Task item: Copy out the lines below that hold the word "each".

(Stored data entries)
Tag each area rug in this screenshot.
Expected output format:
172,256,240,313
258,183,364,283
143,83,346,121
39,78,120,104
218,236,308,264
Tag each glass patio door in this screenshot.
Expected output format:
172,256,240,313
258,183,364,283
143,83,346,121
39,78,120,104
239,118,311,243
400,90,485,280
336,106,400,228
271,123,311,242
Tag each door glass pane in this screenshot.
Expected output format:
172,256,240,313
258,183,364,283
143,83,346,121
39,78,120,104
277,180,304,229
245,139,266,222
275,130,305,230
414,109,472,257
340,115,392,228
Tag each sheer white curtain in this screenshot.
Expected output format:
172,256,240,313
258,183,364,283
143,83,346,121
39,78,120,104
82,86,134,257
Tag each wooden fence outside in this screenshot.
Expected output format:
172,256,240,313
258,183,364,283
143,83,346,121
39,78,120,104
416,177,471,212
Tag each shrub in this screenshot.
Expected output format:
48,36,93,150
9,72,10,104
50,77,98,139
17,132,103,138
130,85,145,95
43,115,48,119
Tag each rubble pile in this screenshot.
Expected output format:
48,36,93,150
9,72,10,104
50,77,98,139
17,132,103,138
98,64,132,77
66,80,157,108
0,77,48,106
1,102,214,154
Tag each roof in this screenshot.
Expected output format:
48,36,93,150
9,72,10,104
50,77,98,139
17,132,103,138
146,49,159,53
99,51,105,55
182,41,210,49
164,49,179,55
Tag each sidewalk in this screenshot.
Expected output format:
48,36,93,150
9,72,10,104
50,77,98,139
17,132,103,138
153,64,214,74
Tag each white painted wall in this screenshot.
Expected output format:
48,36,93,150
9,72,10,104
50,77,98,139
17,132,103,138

Answer to this problem:
Tag each area rug in this screenshot.
Tag each glass patio door in this screenshot.
Tag each door glass pane in this screenshot.
Tag each sheer white curtain in this screenshot.
Tag each wooden fence outside in this screenshot.
Tag each shrub in this screenshot.
Tag each rubble pile in this screenshot.
Tag each roof in this screenshot.
Tag each sidewalk in this screenshot.
Tag each white painted wall in this screenshot.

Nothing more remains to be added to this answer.